=== Page text ===
┌──

There are a ton more textbooks on discrete math like, say, " Essential Discrete Mathematics for Computer Science" by Lewis & Zax or "Discrete Mathematics: An Open Introduction" by Oscar Levin.

Some intro books also attempt to include a tiny bit of real analysis and general topology. Topics include ways of using least upper bound, epsilon-delta arguments, open/closed sets, a little on metric spaces etc. Obviously, such books don't get carried away by ditching epsilon-delta/balls arguments in favor of more general open sets to define continuity, for example. One such book that comes to mind is "Mathematical Proofs: A Transition to Advanced Mathematics" by Chartrand, Polimeni, Zhang.

I think the best book in this introductory genre is "Book Of Proof" by Richard Hammack. It's freely available. I see the latest edition added a few techniques for proving convergence and continuity on the real line: epsilon-delta and epsilon-N stuff.

I call the books mentioned above "Intro To Math 1". After these books one can get started with more in depth books on the subjects considered in the aforementioned books or pick up an intro to real analysis, topology, abstract algebra, whatever.

One of the most effective textbooks on elementary math analysis is "Principles of Mathematical Analysis" by Rudin. But one will have a real tough time with it even after studying the aforementioned books. But there are fantastic preparatory books like "Linear Algebra: Step by Step" by Kuldeep Singh which one needs because Rudin considers Euclidean Spaces proper, not just the reals. Other helpful books include "Yet Another Introduction to Analysis" by Bryant, "How to Think About Analysis" by Lara Alcock, "A First Course in Mathematical Analysis" by Brannan, "Real Analysis: A Long-Form Mathematics Textbook by Jay Cummings" etc. None of these books are perfect. For example, none of them (but that of Cummings) include the necessary topological concepts. Also, even though the book by Bryant is chatty, his exercises can be tough. Case in point, he expects you to prove that rationals are incomplete in the very first chapter. To his credit, he gives a lot of hints and every one of his exercises have detailed solutions. When I first saw Alcock's book I got the impression that her book was an excuse to explain how we think about the convergence in reals. The rest of the book felt like a filler, even though the book is worth it for that chapter alone. It's good to look into many different books because the authors make different choices. For example, Cummings proves Bolzano-Weierstrass theorem through the fact that every sequence has a monotone subsequence whereas Brannan does it by way of bisection argument. Other authors might make yet other choices. In math the more techniques you have in your tool chest, the easier it is to attack problems. If you solve a problem one way, but the solution given is different it's worth memorizing the alternative solution as it's another technique that will come in handy in a different situation.

└──

=== Actions to take ===
(a) In the math textbook notes, which topics does the text say some intro books include from real analysis and general topology?
(b) Carry on the math textbook notes from the point they stop.
The listing has no connection to the math textbook notes.

=== Information supplied ===
┌──

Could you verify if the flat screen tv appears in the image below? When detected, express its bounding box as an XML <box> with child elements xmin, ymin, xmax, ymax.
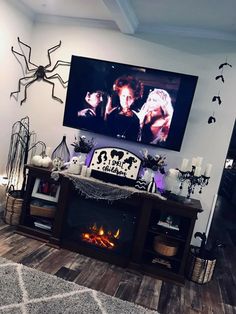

└──

=== Solved problems ===
(a)
- Ways of using least upper bound
- Epsilon-delta arguments
- Open/closed sets
- A little on metric spaces

(b)
Ok, I didn't say anything about abstract algebra and other subjects, but this post is already turning into a novel.

After making very first and wobbly steps into math through the intro to discrete math books, the other path is to study what I call "Intro To Math 2". There are books like "Mathematical Concepts" by Jost or (especially) "Essential Mathematics for Undergraduates" by Giossi. Wanted to say more about this or the other topics above. Maybe next time.

Please, excuse the grammar and inconsistent notation (& naming convention) as it is very late here.

[0] https://ibb.co/Q81b96R


Algorithms + Data Structures = Programs by Niklaus Wirth.


* The Art of Unix Programming

* Code Reading: The Open Source Perspective

* SICP


Mathematics for the Million by Lancelot Hogben


Knuth volumes 1-3


I still have these on my shelf looking dog-eared and well read You can probably tell from these exactly which year I took CSEE :)

- Biggs: Discrete Maths

- Stroud: Engineering Mathematics

- Solkolnikoff: Mathematics of Physics and Modern Engineering

- Sommerville: Software Engineering

- Aho: Compilers

- Kernighan and Ritchie: The C Programming Language

- Kernighan and Pike: The UNIX Programming Environment

- Ben Ari: Principles of Concurrent Programming

- Clements: Microprocessor Systems Design

- Tannenbaum: Distributed Operating Systems

- Dean, Allen, Aloimonos: Articficial Intelligence

- Knuth: The Art of Computer Programming

- Yourdon: Object Oriented Systems Design

- Abelson and Sussman: Structure and Interpretation

Maybe the one that ones that changed me most:

- Polya: How to Solve it - Hofstadter: Godel Escher Bach


Math: Robert A Adams' book Calculus


spivak calculus

really taught me how to think about math


The Elements of Programming Style


Spivak Calculus. Fantastic book.


Mason - Thinking Mathematically


Convex Optimization - Boyd



Boyd has more books online too: https://web.stanford.edu/~boyd/books.html


Agner Fog manuals on C++


a decade of the berkeley math circle early college


[flagged]


Please don't do this here.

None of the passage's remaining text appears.